__Your objective__:
Wherever "below" turns up in the entries, copy out the line that holds it.

__Supplied entries__:
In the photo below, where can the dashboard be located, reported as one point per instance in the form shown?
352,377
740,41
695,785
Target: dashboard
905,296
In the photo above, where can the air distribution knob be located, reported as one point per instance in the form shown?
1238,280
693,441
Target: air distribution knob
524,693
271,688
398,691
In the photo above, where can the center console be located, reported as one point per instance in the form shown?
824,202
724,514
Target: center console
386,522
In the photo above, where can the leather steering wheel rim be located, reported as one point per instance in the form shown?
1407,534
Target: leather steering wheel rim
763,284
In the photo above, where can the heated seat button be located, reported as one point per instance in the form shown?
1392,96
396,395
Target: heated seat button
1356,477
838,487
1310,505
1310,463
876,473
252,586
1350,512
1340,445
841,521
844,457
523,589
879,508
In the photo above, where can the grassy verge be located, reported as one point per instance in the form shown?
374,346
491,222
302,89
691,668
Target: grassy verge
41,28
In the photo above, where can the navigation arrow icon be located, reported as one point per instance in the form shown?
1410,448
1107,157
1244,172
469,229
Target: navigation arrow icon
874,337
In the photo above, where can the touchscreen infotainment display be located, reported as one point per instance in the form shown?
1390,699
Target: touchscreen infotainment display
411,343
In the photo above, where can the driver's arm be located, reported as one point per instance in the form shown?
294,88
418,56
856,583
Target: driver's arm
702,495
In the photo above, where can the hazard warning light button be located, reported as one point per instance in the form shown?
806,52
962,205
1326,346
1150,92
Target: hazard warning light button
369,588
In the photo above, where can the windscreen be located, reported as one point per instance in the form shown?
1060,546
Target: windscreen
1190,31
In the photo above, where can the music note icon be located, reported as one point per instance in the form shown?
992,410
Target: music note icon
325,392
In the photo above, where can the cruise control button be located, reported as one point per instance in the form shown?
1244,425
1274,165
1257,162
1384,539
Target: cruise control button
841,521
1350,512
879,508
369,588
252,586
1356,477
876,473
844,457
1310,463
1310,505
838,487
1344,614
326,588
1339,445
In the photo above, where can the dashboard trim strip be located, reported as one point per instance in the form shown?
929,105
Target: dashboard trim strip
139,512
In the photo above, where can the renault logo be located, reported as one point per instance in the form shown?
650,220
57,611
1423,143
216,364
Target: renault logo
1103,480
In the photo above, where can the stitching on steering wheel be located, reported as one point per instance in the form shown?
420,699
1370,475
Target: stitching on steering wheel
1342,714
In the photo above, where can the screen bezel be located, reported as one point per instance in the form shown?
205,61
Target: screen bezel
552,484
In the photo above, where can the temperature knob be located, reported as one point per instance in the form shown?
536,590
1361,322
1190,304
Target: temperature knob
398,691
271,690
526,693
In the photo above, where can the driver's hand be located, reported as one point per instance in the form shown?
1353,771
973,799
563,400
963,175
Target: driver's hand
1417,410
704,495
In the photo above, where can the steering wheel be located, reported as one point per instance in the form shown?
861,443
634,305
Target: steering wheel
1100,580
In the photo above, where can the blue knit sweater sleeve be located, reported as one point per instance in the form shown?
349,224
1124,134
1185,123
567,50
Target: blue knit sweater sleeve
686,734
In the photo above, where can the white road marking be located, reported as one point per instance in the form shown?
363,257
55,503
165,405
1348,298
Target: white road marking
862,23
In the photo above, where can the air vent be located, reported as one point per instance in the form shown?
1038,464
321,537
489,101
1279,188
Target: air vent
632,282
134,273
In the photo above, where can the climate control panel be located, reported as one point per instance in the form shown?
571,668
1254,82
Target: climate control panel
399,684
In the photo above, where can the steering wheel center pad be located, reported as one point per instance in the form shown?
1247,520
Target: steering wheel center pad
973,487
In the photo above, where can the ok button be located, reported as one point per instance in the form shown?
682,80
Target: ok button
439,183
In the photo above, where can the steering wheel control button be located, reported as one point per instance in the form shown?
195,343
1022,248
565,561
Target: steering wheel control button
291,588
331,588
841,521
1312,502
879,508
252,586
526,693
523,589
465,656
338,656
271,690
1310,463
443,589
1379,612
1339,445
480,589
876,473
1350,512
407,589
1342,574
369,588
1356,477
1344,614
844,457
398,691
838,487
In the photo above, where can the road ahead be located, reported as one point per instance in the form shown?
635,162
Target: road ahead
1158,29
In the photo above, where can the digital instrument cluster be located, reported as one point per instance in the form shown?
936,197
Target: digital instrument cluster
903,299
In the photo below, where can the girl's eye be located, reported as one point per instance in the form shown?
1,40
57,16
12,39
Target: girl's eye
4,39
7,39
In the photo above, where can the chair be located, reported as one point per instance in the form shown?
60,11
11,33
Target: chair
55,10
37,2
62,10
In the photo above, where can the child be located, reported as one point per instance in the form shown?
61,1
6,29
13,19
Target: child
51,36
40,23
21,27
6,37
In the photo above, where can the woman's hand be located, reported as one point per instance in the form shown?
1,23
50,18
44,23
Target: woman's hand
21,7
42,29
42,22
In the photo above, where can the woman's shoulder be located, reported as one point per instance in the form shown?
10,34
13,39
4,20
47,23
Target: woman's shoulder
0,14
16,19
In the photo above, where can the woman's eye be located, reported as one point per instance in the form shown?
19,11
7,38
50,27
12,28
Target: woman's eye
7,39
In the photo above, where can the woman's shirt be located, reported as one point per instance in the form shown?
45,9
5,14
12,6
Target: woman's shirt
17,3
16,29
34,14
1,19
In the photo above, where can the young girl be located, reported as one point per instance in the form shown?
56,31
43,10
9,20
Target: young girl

__Problem solution__:
In the photo below, where can the dashboard be located, reported as one point per instance in the form shown?
In the photo below, where can the girl's eye be located, reported as one point per instance in the form shown?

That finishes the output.